(Dataset records about object locations)

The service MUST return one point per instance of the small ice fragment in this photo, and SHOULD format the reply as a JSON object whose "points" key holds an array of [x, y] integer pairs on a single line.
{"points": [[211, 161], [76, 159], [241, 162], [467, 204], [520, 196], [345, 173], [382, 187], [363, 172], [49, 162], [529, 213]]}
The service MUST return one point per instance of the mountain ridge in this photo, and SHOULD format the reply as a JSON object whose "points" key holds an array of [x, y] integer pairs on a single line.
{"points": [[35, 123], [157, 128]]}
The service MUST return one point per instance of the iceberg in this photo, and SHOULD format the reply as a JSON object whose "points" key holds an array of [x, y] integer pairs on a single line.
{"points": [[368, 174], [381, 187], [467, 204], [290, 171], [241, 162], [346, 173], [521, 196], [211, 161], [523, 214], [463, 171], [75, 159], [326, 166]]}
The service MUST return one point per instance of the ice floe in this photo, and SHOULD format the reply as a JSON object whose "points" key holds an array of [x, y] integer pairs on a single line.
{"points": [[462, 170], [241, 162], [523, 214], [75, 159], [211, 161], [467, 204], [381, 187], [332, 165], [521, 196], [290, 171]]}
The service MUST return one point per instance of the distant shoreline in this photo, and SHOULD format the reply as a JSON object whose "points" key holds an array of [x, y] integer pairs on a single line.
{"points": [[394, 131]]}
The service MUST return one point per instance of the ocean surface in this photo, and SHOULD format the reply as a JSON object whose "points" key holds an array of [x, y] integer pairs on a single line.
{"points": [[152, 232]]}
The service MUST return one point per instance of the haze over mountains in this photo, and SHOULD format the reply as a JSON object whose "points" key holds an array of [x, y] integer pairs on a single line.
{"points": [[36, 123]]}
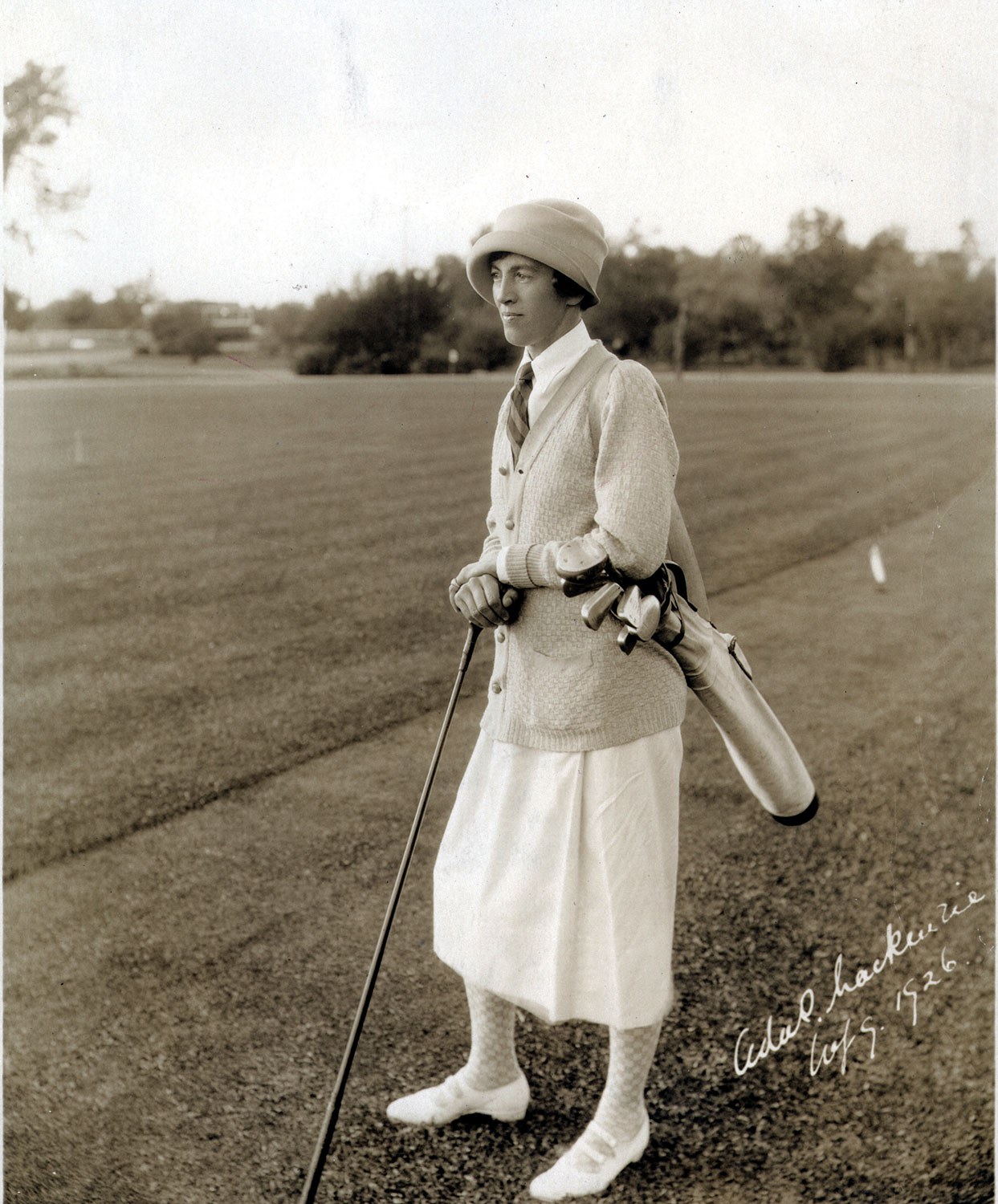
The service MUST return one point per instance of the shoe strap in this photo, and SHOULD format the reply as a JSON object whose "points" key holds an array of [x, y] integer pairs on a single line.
{"points": [[586, 1146]]}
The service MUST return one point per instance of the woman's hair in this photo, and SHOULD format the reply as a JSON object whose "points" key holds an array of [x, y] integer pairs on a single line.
{"points": [[564, 287]]}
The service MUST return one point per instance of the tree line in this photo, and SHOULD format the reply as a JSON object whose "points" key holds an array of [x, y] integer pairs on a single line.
{"points": [[819, 303]]}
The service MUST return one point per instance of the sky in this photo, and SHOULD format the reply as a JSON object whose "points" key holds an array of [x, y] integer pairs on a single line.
{"points": [[267, 151]]}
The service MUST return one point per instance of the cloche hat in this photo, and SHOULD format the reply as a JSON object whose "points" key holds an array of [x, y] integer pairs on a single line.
{"points": [[561, 234]]}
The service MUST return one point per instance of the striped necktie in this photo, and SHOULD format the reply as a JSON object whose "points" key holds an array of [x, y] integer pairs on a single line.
{"points": [[518, 421]]}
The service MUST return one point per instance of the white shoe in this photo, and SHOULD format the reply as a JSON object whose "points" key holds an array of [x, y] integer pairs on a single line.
{"points": [[566, 1179], [454, 1097]]}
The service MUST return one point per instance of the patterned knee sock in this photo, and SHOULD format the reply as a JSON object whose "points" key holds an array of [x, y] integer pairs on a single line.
{"points": [[493, 1059], [621, 1105]]}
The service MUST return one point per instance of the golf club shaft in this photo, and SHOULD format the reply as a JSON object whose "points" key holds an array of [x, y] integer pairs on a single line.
{"points": [[329, 1121]]}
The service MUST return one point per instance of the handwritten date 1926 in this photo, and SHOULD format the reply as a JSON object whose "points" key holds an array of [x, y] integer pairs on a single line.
{"points": [[928, 980]]}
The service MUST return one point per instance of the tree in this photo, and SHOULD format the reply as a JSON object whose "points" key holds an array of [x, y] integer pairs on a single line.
{"points": [[127, 308], [637, 287], [381, 327], [35, 104], [183, 330], [817, 275], [18, 313]]}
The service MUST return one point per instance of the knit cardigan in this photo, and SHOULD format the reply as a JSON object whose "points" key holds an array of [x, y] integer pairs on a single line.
{"points": [[555, 684]]}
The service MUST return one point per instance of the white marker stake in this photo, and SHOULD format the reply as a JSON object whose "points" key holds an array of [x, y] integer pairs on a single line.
{"points": [[877, 567]]}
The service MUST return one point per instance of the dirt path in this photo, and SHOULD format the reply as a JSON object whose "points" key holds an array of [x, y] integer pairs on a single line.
{"points": [[176, 1003]]}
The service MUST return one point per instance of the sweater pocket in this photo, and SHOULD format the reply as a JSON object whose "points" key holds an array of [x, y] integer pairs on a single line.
{"points": [[560, 691]]}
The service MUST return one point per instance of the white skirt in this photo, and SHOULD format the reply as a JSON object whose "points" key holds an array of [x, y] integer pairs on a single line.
{"points": [[555, 881]]}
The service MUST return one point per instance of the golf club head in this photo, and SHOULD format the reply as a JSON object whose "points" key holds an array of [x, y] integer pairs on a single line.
{"points": [[629, 607], [580, 560], [598, 604], [650, 616], [626, 640], [513, 600]]}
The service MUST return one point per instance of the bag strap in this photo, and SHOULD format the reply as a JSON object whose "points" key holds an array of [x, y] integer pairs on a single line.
{"points": [[680, 547]]}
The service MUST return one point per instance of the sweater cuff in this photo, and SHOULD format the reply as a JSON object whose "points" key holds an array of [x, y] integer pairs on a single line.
{"points": [[514, 567], [501, 567], [540, 565], [532, 565]]}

■ Task statement
Beginning at the line where "the white marker" appears, extract each line through the end of the data above; keep them exact and include nothing else.

■ Answer to the problem
The service MUST return one point per instance of the white marker stake in this photo, and SHOULD format the reply as a JSON object whose "points" key holds an array of [x, y] integer pairs on a single line.
{"points": [[877, 567]]}
The service MUST return one point per instance of the dirt path in this photo, and SHOULD format the reply as a JSON object whose "points" key holds an array of [x, y] integer pairs on a single line.
{"points": [[176, 1003]]}
The service MUST return one point per instance of the sweater pocket in this photo, and SHOULD format the reply as a JSON object whose "points" key holds an array of [x, y] integer pairs on a single line.
{"points": [[560, 691]]}
The service MUST return one point per instance of the white skirt in this photo, and SHOULD format the reply as a JSON object whose "points" key holds an array of [x, y] integer pairs on a single line.
{"points": [[555, 881]]}
The service MUST return one point per instance of the golf club head in this photo, and SHOULD format the reply as a JSON object whose "points" key holds an array of [x, y] integer pairs on a single line.
{"points": [[629, 607], [580, 560], [598, 604], [650, 616], [626, 640], [513, 600]]}
The service MUST return one point per instance of the bag strap in this photo, and SHOULD format the reply as a JSON object whose "points" key holds an array of [x, y] integer pairs on a single line.
{"points": [[680, 547]]}
The service MUST return one point per instance of the sweater cuff in this photo, and SHOULD format the reply as a JSON object whose "points" key holds an array of [x, y] integer pairs on a single line.
{"points": [[514, 567], [501, 567], [540, 565], [532, 565]]}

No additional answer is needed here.